• **Instruksi 1**:
Ubahlah paragraf dalam teks tentang pengakuan iman rasuli yang diawali "Mungkin tidak sedikit" menjadi daftar butir singkat yang memuat fakta-fakta utamanya.
• **Instruksi 2**:
Dalam satu sampai tiga kalimat, jelaskan menurut teks tentang pengakuan iman rasuli mengapa mungkin tidak sedikit orang menolak realitas yang dialami Yesus dan apa yang dikemukakan teks itu sebagai tanggapannya.
• **Instruksi 3**:
Sambunglah teks tentang pengakuan iman rasuli mulai dari kalimat terakhirnya.

• **Bagian Teks**:
——————

Pengakuan iman
rasuli merupakan kredo resmi. Kredo tersebut dikenal juga sebagai pengakuan
iman gereja Kristen yang paling awal, yang di dalamnya terdapat kalimat-kalimat
crusial yang mengandung makna yang memberi kehidupan. Pada bagian tengah dalam
pengakuan iman rasuli menegaskan tentang siapa Yesus. Di dalam bagian tersebut
dikatakan tentang Dia: “Menderita di bawah pemerintahan Pontius Pilatus, disalibkan,
mati dan dikuburkan.” Bagian ini merangkum pernyataan-pernyataan tentang
bagaimana kredo orang percaya mula-mula. Kredo ini tercatat dalam Alkitab,
secara khusus PB. Kredo ini berlandas pada Kitab Suci. Rasul Paulus, ketika dia
berbicara tentang Injil, menegaskan, “Sebab yang sangat penting telah
kusampaikan kepadamu, yaitu apa yang telah kuterima sendiri, ialah bahwa
Kristus telah mati karena dosa-dosa kita, sesuai dengan Kitab Suci, bahwa Ia
telah dikuburkan, dan bahwa Ia telah dibangkitkan pada hari yang ketiga, sesuai
dengan Kitab Suci; bahwa Ia telah menampakkan diri kepada Kefas dan kemudian
kepada kedua belas murid-Nya” (1 Kor. 15:3-5).
Yesus Kristus yang
menderita, disalibkan, mati, dikuburkan, bangkit dan naik ke surga merupakan
pusat iman Kristen. Apa yang telah ditimpakan kepada-Nya telah ditanggung-Nya.
Dan itu semua adalah realita dan fakta yang tak terbantahkan. Walau banyak
orang yang menyangkal, tak percaya dan tak terikat iman kepada-Nya. Craig A.
Evans dan N.T. Wright, dalam sebuah buku yang berjudul Hari-hari terakhir Yesus, mengatakan bahwa, semua sejarawan tulen,
religius atau tidak, percaya Yesus dari Nazaret sungguh hidup di abad pertama
dan dihukum mati di bawah pemerintahan Pontius Pilatus, gubernur Yudea dan
Samaria. Dikatakan lebih lanjut, meskipun hal ini umum diketahui di antara para
ilmuwan, masyarakat belum tentu menyadarinya. Dan keberatan tetap ada dan tetap
berlangsung.
Mungkin tidak sedikit
orang yang menolak realitas yang dialami oleh Yesus, karena dalih hal tersebut ditegaskan
oleh Kitab Suci (Alkitab) dan Kekristenan mula-mula. Tetapi harus diingat,
bahwa fakta kematian Yesus juga diterima oleh para penulis Yahudi dan Romawi. Yosefus,
seorang sejarawan dan apologet Yahudi abad pertama yang berhasil luput dari
pemberontakan melawan Roma yang mengakibatkan
bencana besar, menyatakan bahwa Yesus telah dituduh oleh para pemimpin
Yahudi, dan dihukum untuk disalibkan oleh Pilatus. Selain Yosefus, seorang
sejarawan Roma bernama Tacitus, mengatakan;
“Kristus…menderita hukuman mati sewaktu pemerintahan Tiberius dengan keputusan
procurator Pontius Pilatus.” Seorang lain, bernama Lucian dari Samosata,
dalam rujukan yang menyindir Peregrinus dan orang Kristen yang sesaat
dijadikannya teman, merujuk kepada Yesus sebagai “orang yang disalibkan di
Palestina” “orang pandai yang disalibkan itu.” Dan seorang terakhir yang
merujuk pada kematian Yesus, “orang bijak” orang yahudi, itu yang disebutkan
oleh Mar
bar Serapion, seorang Syria, dalam sebuah surat yang ditulis kepada
putranya seekitar akhir abad pertama.

——————

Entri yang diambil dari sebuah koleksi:

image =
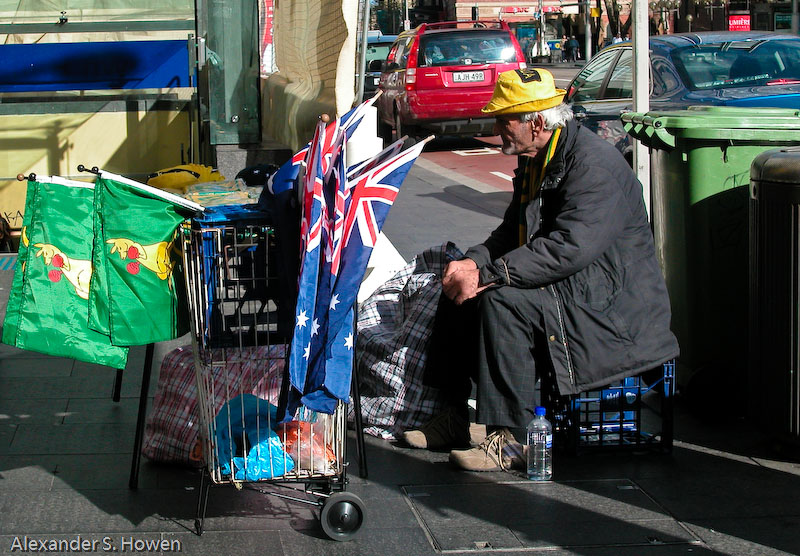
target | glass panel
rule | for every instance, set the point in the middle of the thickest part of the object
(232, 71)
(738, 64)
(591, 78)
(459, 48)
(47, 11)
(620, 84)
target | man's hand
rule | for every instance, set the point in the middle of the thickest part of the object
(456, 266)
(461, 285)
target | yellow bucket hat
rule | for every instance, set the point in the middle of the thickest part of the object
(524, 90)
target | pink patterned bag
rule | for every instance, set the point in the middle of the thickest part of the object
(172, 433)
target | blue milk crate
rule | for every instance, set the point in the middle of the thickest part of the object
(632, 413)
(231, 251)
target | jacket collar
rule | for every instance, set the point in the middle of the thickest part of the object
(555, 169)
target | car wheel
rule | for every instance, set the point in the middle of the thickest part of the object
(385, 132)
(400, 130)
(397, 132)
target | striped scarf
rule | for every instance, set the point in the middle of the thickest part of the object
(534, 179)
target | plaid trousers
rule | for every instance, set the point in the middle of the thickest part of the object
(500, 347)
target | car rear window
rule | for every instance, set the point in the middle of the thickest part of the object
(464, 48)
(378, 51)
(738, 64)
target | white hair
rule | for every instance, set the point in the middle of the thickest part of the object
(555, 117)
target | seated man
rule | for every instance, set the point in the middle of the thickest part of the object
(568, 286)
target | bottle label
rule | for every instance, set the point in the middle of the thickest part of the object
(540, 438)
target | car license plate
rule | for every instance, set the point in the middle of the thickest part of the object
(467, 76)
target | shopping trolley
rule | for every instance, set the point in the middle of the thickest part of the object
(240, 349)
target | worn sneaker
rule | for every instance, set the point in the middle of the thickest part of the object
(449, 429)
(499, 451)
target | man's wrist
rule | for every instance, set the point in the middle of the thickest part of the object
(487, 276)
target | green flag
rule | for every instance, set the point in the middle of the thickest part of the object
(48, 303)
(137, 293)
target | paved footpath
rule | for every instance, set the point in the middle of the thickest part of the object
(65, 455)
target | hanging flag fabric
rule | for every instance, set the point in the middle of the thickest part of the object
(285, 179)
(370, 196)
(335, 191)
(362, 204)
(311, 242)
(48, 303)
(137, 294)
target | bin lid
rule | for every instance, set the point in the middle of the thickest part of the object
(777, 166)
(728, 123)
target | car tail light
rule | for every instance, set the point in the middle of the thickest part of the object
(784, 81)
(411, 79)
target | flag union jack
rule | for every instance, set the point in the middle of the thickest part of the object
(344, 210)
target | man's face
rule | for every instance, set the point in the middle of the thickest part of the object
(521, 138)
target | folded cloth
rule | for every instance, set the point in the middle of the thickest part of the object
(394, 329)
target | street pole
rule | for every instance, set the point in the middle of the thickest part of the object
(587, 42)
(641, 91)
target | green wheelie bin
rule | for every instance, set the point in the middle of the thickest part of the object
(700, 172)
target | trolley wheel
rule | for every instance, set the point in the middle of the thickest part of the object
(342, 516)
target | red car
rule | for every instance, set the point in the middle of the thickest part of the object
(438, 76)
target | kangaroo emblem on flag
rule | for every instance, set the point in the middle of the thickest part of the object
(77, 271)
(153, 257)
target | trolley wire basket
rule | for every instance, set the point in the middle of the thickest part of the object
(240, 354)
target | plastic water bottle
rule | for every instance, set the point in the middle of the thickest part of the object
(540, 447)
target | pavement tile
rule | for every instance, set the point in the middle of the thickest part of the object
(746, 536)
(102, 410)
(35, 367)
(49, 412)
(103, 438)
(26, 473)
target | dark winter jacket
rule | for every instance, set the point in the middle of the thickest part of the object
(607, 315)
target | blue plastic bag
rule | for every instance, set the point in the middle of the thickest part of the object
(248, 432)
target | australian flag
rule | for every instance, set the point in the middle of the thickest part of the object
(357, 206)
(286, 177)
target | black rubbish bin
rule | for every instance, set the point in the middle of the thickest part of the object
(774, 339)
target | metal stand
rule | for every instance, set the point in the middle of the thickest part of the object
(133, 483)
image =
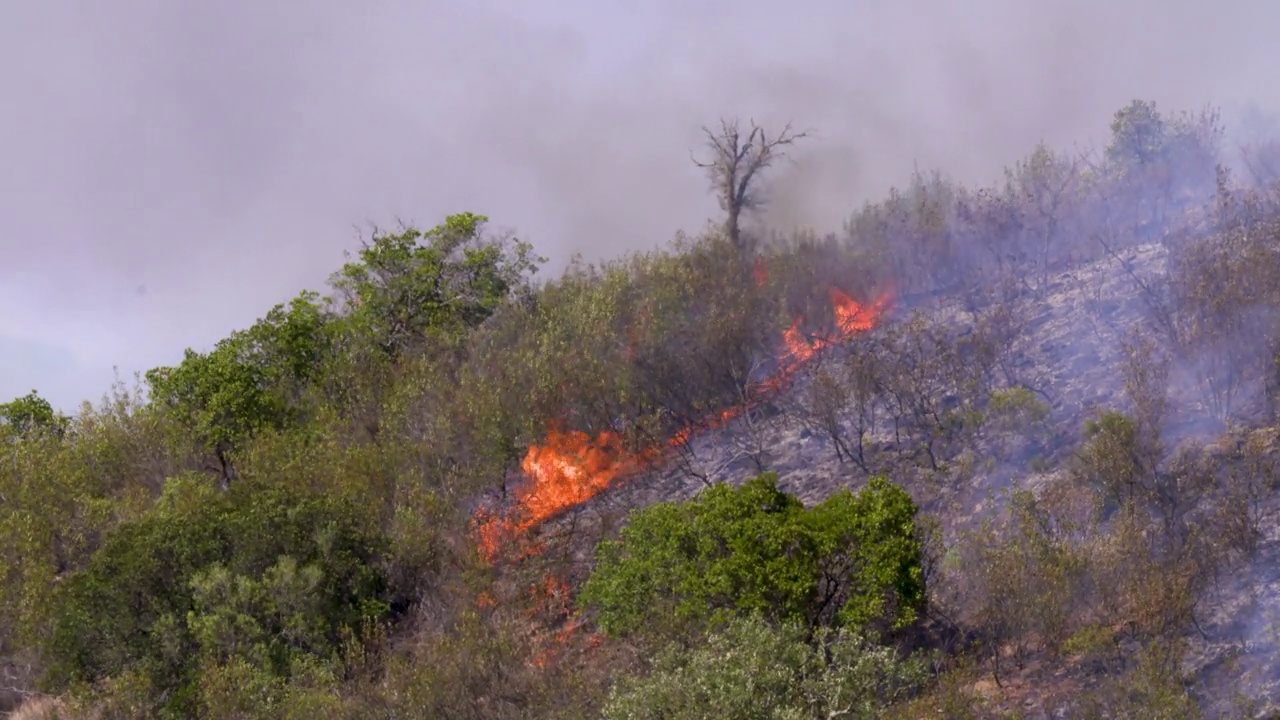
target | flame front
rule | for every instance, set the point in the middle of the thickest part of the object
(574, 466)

——————

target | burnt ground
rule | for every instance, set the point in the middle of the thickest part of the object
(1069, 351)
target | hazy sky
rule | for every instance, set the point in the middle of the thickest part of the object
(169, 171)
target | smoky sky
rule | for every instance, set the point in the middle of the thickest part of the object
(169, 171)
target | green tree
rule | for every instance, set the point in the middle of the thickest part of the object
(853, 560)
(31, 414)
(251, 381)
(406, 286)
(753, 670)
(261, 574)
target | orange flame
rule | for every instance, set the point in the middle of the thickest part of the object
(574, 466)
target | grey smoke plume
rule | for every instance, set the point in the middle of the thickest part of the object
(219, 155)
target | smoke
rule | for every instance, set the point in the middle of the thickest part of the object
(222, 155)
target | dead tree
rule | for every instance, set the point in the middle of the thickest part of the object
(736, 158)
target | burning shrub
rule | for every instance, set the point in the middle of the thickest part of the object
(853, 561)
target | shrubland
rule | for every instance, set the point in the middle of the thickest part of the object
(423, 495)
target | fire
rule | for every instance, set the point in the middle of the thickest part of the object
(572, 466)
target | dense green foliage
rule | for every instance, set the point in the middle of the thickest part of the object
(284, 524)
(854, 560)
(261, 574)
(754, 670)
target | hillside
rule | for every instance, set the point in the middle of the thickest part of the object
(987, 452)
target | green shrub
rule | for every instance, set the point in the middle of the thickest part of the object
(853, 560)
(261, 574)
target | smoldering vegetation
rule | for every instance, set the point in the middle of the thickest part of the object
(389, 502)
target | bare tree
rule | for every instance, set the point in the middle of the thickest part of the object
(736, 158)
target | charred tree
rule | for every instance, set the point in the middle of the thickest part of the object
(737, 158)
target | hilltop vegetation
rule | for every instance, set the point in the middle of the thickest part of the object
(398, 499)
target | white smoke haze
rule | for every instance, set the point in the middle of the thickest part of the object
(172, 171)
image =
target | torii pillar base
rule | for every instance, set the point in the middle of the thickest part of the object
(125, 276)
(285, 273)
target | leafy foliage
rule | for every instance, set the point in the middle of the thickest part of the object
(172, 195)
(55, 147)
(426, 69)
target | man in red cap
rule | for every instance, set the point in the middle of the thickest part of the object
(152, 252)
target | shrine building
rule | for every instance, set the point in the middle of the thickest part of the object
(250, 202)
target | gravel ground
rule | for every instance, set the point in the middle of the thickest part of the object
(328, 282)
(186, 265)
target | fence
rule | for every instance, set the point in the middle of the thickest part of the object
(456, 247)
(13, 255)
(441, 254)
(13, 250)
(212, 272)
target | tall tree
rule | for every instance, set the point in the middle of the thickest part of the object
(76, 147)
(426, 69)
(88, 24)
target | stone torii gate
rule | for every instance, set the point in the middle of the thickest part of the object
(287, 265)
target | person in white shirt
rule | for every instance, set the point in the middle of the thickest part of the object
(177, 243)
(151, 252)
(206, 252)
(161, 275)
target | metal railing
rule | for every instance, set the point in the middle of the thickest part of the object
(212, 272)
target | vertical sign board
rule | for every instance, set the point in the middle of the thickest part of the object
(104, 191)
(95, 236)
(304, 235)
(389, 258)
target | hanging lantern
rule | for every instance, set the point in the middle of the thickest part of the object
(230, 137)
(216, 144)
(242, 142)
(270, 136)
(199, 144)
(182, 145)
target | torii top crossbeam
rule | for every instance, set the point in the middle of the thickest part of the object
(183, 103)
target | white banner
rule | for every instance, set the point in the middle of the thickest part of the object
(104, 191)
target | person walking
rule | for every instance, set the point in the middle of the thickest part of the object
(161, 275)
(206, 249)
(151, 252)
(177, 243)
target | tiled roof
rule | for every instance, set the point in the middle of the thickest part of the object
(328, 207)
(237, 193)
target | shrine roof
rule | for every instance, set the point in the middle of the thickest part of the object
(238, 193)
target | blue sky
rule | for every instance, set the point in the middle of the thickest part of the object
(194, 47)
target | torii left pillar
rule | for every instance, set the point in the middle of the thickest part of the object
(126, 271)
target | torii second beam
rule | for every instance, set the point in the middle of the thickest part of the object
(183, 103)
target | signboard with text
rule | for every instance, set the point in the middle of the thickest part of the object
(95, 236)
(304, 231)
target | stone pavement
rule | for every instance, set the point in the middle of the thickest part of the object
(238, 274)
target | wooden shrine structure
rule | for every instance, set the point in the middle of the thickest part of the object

——————

• **Jawaban 1**:
- Tidak sedikit orang mungkin menolak realitas yang dialami Yesus dengan dalih bahwa hal itu ditegaskan oleh Alkitab dan Kekristenan mula-mula.
- Fakta kematian Yesus juga diterima oleh para penulis Yahudi dan Romawi.
- Yosefus, sejarawan dan apologet Yahudi abad pertama, menyatakan bahwa Yesus dituduh oleh para pemimpin Yahudi dan dihukum salib oleh Pilatus.
- Tacitus, sejarawan Roma, menulis bahwa Kristus dihukum mati pada masa pemerintahan Tiberius dengan keputusan prokurator Pontius Pilatus.
- Lucian dari Samosata menyebut Yesus sebagai "orang yang disalibkan di Palestina".
- Mar bar Serapion, seorang Syria, merujuk pada kematian "orang bijak" Yahudi dalam suratnya kepada putranya sekitar akhir abad pertama.

• **Jawaban 2**:
Mereka menolaknya dengan dalih bahwa hal itu hanya ditegaskan oleh Kitab Suci (Alkitab) dan Kekristenan mula-mula. Teks menanggapinya dengan mengingatkan bahwa fakta kematian Yesus juga diterima oleh para penulis Yahudi dan Romawi.

• **Jawaban 3**:
Realitas kematian
Yesus juga mendapat peneguhan dalam fakta sederhana bahwa peristiwa tersebut
tidak diantisipasi oleh para pengikut-Nya. Ketika Yesus berbicara tentang
penderitaan dan kematian-Nya yang sudah dekat, Petrus juru bicara para murid
menarik gurunya kesisi lalu menegur-Nya (Mrk. 8:31-38), suatu tanda jelas
tentang ketidaksiapan Petrus menerima hal tersebut. Apa yang mereka harapkan?
Mereka berharap duduk di sebelah kiri dan kanan Yesus, untuk membentuk pemerintahan
baru bagi Israel (Mat. 19:28; Mrk. 10:35-40; Luk. 22:28-30). Namun apa yang
terjadi, Kerajaan (pemerintahan) Allah telah menyingsing dan pemerintahan iblis
segera akan berakhir (Mrk. 1:15;3:11,22-27; Luk. 10;17-19;11:20).
Mulanya kematian
Yesus bagi para pengikut-Nya adalah sumber aib dan memalukan. Dan kepada aib
itulah Paulus merujuk ketika ia menyatakan bahwa ia “tidak malu akan Injil”
(Rm. 1:16). Dalam pemikiran dunia Romawi, anak-anak Allah, pahlawan,
juruselamat tidak mati disalib. Pada waktu itu tidak ada sentimentalitas
terkait kematian Yesus dan pasti tidak juga pada salib, suatu symbol yang
mengerikan dalam dunia Romawi kuno. Melalui kematian Yesus yang disalib maka
membuat salib disebut sebagai kabar baik. Jika Yesus tidak disalib, maka orang Yahudi
dan non Yahudi tidak akan pernah mengerti Injil/kabar baik yang menyelamatkan,
Injil yang memberi kehidupan.
Sungguh, kematian
Yesus bukan fiksi. Kematian Yesus adalah realitas sejarah yang suram. Sejarah
yang gelap. Hal itu justrus dikemukakan oleh orang yang bukan Kristen, dan
merupakan suatu peristiwa yang meruntuhkan semangat para pengikut-Nya.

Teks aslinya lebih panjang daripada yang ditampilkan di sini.